**Work order:** Each line shown below should be copied exactly.

**Input material:**
#####

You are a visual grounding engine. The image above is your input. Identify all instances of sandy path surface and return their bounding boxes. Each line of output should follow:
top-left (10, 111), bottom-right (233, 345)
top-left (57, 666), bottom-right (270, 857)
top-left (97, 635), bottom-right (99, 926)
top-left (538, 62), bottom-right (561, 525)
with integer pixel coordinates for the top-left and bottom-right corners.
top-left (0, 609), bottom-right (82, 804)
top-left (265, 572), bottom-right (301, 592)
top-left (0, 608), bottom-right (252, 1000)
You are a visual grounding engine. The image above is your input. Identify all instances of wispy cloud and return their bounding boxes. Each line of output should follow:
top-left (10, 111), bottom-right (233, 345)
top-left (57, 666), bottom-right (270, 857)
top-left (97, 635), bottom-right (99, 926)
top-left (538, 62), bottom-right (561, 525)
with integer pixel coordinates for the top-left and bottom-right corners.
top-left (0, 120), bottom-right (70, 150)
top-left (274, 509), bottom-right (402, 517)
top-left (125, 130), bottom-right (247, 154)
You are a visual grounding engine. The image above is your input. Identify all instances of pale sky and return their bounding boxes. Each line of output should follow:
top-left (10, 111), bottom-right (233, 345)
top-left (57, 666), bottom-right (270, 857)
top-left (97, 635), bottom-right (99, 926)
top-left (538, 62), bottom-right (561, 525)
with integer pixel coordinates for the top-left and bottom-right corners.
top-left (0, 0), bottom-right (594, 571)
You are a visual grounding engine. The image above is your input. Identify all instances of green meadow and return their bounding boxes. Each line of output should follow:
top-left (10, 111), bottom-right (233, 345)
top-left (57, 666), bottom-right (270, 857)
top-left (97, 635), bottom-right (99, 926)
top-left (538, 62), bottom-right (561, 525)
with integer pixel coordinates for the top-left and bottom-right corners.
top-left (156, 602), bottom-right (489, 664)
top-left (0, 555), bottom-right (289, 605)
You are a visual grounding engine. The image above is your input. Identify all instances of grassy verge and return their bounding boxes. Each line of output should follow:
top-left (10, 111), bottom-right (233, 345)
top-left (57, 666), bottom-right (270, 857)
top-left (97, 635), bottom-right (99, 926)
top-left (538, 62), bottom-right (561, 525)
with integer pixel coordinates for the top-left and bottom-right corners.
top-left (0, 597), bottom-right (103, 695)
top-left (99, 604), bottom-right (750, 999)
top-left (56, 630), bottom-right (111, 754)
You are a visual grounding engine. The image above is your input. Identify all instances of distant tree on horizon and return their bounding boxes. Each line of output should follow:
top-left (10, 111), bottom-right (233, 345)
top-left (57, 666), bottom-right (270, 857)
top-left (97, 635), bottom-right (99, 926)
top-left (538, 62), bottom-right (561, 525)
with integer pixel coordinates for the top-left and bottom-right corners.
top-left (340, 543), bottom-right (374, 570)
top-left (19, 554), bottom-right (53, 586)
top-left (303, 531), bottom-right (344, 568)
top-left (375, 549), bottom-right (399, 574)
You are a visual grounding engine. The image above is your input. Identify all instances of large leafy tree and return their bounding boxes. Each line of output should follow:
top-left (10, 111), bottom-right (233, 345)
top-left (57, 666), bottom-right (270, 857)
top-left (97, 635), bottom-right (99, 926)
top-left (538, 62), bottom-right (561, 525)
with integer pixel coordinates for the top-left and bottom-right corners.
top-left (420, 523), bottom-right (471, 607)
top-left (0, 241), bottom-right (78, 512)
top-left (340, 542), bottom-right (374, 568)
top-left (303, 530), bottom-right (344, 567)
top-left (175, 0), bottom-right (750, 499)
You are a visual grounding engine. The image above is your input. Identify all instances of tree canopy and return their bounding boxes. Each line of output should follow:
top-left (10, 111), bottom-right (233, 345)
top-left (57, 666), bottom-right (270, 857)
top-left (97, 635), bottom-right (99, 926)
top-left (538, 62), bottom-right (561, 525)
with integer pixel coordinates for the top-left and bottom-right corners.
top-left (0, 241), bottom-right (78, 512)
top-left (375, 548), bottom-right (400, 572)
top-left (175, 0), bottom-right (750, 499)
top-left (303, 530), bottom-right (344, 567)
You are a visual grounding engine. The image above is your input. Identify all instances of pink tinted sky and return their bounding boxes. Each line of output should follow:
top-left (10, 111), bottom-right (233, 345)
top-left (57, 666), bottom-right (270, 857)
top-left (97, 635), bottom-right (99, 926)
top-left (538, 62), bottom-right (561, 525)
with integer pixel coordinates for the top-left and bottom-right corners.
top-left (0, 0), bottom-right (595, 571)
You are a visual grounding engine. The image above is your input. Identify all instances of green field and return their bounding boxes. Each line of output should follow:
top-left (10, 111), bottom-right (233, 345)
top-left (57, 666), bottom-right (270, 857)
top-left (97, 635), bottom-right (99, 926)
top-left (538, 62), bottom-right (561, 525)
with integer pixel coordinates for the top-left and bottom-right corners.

#####

**Output of the task:**
You are a visual grounding engine. The image above is your input. Identify all instances of sandy path surface and return their bounding boxes. Each line of output should follow:
top-left (10, 111), bottom-right (233, 345)
top-left (57, 666), bottom-right (270, 857)
top-left (97, 635), bottom-right (99, 926)
top-left (538, 62), bottom-right (561, 525)
with integer pixel coordinates for the top-left and bottom-right corners.
top-left (0, 609), bottom-right (82, 804)
top-left (265, 572), bottom-right (301, 592)
top-left (0, 608), bottom-right (252, 1000)
You are a visual grounding engine. The image above is your input. Identify all instances of wispy cloud and return their bounding boxes. Each line of output should follow:
top-left (10, 111), bottom-right (233, 345)
top-left (57, 666), bottom-right (270, 857)
top-left (97, 635), bottom-right (99, 926)
top-left (538, 62), bottom-right (561, 525)
with integer pixel coordinates for the top-left and bottom-right corners.
top-left (0, 120), bottom-right (70, 150)
top-left (274, 509), bottom-right (402, 517)
top-left (125, 130), bottom-right (247, 154)
You are a visual grounding engine. The image above is your input. Identify all instances of pale sky and return their bounding boxes. Each line of output should follow:
top-left (10, 111), bottom-right (233, 345)
top-left (57, 666), bottom-right (270, 857)
top-left (97, 635), bottom-right (99, 926)
top-left (538, 62), bottom-right (561, 525)
with integer pixel coordinates for the top-left and bottom-right corners.
top-left (0, 0), bottom-right (594, 571)
You are a visual grounding engine. The image above is your input. Identify all instances of green meadow and return their bounding boxes. Each line of output should follow:
top-left (10, 111), bottom-right (233, 345)
top-left (57, 666), bottom-right (270, 857)
top-left (97, 635), bottom-right (99, 926)
top-left (538, 62), bottom-right (561, 525)
with integer pixel coordinates for the top-left and bottom-right corners.
top-left (156, 602), bottom-right (489, 664)
top-left (0, 555), bottom-right (289, 605)
You are a visual grounding engine. The image above is your input. Identify all instances of grassy verge and return their bounding boxes. Each line of output should follow:
top-left (10, 111), bottom-right (233, 345)
top-left (57, 666), bottom-right (270, 857)
top-left (97, 635), bottom-right (99, 926)
top-left (538, 62), bottom-right (561, 525)
with integer pixel coordinates for the top-left and bottom-right corners.
top-left (0, 597), bottom-right (103, 695)
top-left (99, 604), bottom-right (750, 999)
top-left (56, 630), bottom-right (111, 754)
You are a visual grounding engine. The image above is your input. Identify all instances of distant tree on horizon and return their bounding boxes. Each line of output should follow:
top-left (10, 111), bottom-right (233, 345)
top-left (57, 666), bottom-right (270, 857)
top-left (97, 635), bottom-right (99, 926)
top-left (538, 62), bottom-right (561, 525)
with integer pixel coordinates for the top-left and bottom-right corners.
top-left (340, 543), bottom-right (374, 570)
top-left (19, 554), bottom-right (53, 586)
top-left (303, 531), bottom-right (344, 568)
top-left (375, 549), bottom-right (399, 574)
You are a visual grounding engine. The image above is your input. Identify all instances of large leafy tree and return their bounding boxes. Each line of output should follow:
top-left (10, 111), bottom-right (233, 345)
top-left (57, 666), bottom-right (270, 857)
top-left (97, 635), bottom-right (99, 926)
top-left (538, 62), bottom-right (561, 525)
with integer pixel coordinates for the top-left and bottom-right corners.
top-left (420, 523), bottom-right (471, 607)
top-left (0, 241), bottom-right (78, 512)
top-left (340, 542), bottom-right (374, 568)
top-left (303, 530), bottom-right (344, 567)
top-left (175, 0), bottom-right (750, 499)
You are a visual grounding engine. The image above is your input. Identify all instances of tree canopy and return their bounding boxes. Each line of output should follow:
top-left (10, 111), bottom-right (233, 345)
top-left (57, 666), bottom-right (270, 857)
top-left (97, 635), bottom-right (99, 926)
top-left (538, 62), bottom-right (561, 525)
with integer pixel coordinates for the top-left and bottom-right corners.
top-left (0, 241), bottom-right (78, 512)
top-left (375, 548), bottom-right (400, 572)
top-left (175, 0), bottom-right (750, 499)
top-left (303, 530), bottom-right (344, 567)
You are a visual grounding engine. The image above is your input. Identify all instances of pink tinted sky and return their bounding boxes. Each line of output should follow:
top-left (10, 111), bottom-right (233, 345)
top-left (57, 666), bottom-right (270, 857)
top-left (97, 635), bottom-right (99, 926)
top-left (538, 62), bottom-right (561, 525)
with integer pixel coordinates for the top-left and bottom-right corners.
top-left (0, 0), bottom-right (595, 571)
You are a visual grounding engine. The image above is your input. Identify all instances of green field and return their bounding boxes. Each line of output should follow:
top-left (10, 111), bottom-right (233, 345)
top-left (57, 666), bottom-right (270, 857)
top-left (97, 635), bottom-right (99, 926)
top-left (538, 62), bottom-right (561, 525)
with integer pixel coordinates for the top-left and bottom-right corners.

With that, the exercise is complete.